Supplied text:
╔══
Theodore Daphnopates (Greek: Θεόδωρος Δαφνοπάτης) was a senior Byzantine official and author. He served as imperial secretary, and possibly protasekretis, under three emperors, Romanos I Lekapenos, Constantine VII Porphyrogennetos, and Romanos II, rising to the ranks of patrikios and magistros, and the post of Eparch of the City. Daphnopates' public career ended with the accession of Nikephoros II Phokas in 963, when he went into retirement. Daphnopates also participated in the encyclopaedism movement, writing several homilies and theological as well as historical works, few of which survive. Daphnopates is best known for his surviving correspondence, and is considered by some modern scholars as the author of the last section of the chronicle of Theophanes Continuatus.

Daphnopates was probably born between 890 and 900. He was of Armenian origin, and apparently spoke Armenian, as he translated a letter by the Bishop of Siwnik, written in Armenian, into Greek. Although he lived and worked in Constantinople, his family hailed from elsewhere, as he records in a latter a visit by his mother by ship to Pylae, on the Asian shore of the Propontis, probably during the early 920s. During the return trip, Daphnopates himself nearly drowned when a heavy storm came upon his ship. Only with great effort and luck was the ship able to reach the coast at Cape Akritas.
╚══
[Dataset lines about object locations]
╔══
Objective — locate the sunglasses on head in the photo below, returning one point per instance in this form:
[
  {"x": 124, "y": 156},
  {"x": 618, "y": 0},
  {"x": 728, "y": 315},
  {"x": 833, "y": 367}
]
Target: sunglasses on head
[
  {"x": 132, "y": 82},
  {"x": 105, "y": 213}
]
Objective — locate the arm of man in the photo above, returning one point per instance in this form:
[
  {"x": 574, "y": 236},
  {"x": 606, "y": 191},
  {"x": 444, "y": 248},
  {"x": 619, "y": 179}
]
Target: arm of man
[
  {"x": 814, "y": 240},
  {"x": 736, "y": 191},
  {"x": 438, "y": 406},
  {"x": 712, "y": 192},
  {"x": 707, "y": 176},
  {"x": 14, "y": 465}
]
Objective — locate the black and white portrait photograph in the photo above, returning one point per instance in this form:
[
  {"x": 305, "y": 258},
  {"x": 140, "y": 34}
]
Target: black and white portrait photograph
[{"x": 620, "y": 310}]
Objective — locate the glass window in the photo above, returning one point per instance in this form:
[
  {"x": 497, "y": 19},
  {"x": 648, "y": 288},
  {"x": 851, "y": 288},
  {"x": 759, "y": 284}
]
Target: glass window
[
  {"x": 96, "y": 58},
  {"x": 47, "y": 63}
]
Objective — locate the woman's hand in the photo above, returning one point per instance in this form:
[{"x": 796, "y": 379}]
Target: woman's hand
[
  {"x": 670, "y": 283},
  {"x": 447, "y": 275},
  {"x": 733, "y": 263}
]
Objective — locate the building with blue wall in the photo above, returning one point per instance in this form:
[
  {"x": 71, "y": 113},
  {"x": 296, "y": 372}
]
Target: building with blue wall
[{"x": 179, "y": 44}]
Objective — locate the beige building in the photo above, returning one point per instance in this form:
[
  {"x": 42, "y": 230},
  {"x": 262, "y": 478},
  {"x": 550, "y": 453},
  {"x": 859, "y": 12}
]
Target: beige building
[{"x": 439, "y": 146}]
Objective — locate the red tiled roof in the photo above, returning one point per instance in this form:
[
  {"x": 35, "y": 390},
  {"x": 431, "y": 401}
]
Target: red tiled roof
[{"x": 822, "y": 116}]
╚══
What to do:
#1 In the passage on Theodore Daphnopates, what event ended his public career?
#2 Repeat the passage on Theodore Daphnopates, beginning at the words "Daphnopates was probably" and stopping after "at Cape Akritas.".

Outputs:
#1 The accession of Nikephoros II Phokas in 963.

#2
Daphnopates was probably born between 890 and 900. He was of Armenian origin, and apparently spoke Armenian, as he translated a letter by the Bishop of Siwnik, written in Armenian, into Greek. Although he lived and worked in Constantinople, his family hailed from elsewhere, as he records in a latter a visit by his mother by ship to Pylae, on the Asian shore of the Propontis, probably during the early 920s. During the return trip, Daphnopates himself nearly drowned when a heavy storm came upon his ship. Only with great effort and luck was the ship able to reach the coast at Cape Akritas.